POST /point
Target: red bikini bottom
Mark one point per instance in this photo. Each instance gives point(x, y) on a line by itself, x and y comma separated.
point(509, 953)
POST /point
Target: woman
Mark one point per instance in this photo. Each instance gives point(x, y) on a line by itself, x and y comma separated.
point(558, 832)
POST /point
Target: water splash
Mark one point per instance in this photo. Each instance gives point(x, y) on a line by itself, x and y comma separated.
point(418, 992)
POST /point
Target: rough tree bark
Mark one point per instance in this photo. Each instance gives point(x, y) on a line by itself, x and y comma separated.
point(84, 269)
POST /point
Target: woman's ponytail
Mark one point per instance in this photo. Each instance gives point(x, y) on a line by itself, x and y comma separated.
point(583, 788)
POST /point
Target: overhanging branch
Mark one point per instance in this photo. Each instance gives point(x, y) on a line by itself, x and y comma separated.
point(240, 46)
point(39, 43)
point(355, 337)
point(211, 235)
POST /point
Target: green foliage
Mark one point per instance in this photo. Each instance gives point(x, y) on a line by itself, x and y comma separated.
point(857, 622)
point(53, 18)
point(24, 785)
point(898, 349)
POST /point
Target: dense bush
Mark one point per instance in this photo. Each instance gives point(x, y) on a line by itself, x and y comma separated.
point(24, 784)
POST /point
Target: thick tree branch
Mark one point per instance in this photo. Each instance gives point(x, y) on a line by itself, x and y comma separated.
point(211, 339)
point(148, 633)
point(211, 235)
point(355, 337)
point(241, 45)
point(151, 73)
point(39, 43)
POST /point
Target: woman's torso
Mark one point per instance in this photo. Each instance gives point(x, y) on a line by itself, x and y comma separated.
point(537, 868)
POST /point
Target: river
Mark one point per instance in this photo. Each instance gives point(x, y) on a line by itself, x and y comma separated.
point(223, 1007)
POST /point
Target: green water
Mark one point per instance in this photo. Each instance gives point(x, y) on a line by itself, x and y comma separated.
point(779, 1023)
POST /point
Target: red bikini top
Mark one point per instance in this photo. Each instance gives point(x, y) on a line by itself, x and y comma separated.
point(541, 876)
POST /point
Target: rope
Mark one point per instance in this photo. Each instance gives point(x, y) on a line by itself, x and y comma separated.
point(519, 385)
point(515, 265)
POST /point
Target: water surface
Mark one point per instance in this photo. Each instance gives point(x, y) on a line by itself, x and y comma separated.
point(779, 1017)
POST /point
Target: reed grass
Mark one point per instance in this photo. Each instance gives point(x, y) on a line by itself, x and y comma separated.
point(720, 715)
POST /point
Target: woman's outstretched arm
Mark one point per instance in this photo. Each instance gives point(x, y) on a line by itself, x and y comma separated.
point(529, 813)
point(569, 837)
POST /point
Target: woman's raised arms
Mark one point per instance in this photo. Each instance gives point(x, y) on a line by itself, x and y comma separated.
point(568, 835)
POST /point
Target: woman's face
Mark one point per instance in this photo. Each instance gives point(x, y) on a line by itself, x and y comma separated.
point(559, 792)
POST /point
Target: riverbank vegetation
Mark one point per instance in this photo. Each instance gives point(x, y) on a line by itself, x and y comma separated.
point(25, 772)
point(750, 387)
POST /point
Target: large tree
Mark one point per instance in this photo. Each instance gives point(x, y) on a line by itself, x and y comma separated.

-----

#### REQUIRED ACTION
Going back over the entries above, copy word for word every line from the one that has "Target: rough tree bark" on through the one that has "Target: reed grass".

#### OUTPUT FOR THIS EXERCISE
Target: rough tree bark
Mark one point per instance in this photo. Each instance gives point(x, y) on a line by itself, x and y comma separated.
point(84, 269)
POST /point
Target: woman's ponytail
Mark one point per instance in this photo. Each instance gives point(x, y) on a line by itself, x and y comma separated.
point(583, 788)
POST /point
Target: overhanging branch
Mark one point per instance in this photo. Each instance gives point(x, y) on a line by itself, x and y comma separated.
point(240, 46)
point(39, 43)
point(355, 337)
point(211, 235)
POST /point
Target: green foliage
Mark one point per instance in this photo. Each instance gives point(x, y) on a line by itself, x and y comma separated.
point(857, 622)
point(53, 18)
point(24, 785)
point(898, 349)
POST /point
Target: dense bush
Mark one point per instance in this photo. Each instance gives point(x, y) on a line by itself, x and y comma separated.
point(24, 784)
POST /point
Target: thick tree branch
Mark one point per instance in this photo. Each instance gives point(x, y) on a line by itself, x and y comma separated.
point(211, 339)
point(148, 633)
point(211, 235)
point(355, 337)
point(241, 45)
point(151, 73)
point(39, 43)
POST /point
Target: woman's torso
Mark one point per instance in this photo. Each instance gives point(x, y) on a line by itself, x and y comma separated.
point(537, 868)
POST /point
Target: river
Mark one point per instance in this photo. Each instance gives point(x, y) on a line by itself, x and y comma separated.
point(223, 1007)
POST /point
Target: green water
Mark one point per instance in this photo. Each instance gives point(x, y) on a line by itself, x and y comma separated.
point(779, 1023)
POST /point
Target: red bikini top
Mark one point per instance in this photo. Each instance gives point(x, y) on a line by itself, x and y comma separated.
point(541, 876)
POST /point
Target: rope
Mark one point per instance in this photo. Each instance gives point(x, y) on a line by itself, x and y comma separated.
point(519, 385)
point(515, 265)
POST /point
Target: water surface
Mark one point per instance in this photo. Each instance gives point(x, y) on a line by itself, x and y comma separated.
point(779, 1017)
POST /point
Target: reed grass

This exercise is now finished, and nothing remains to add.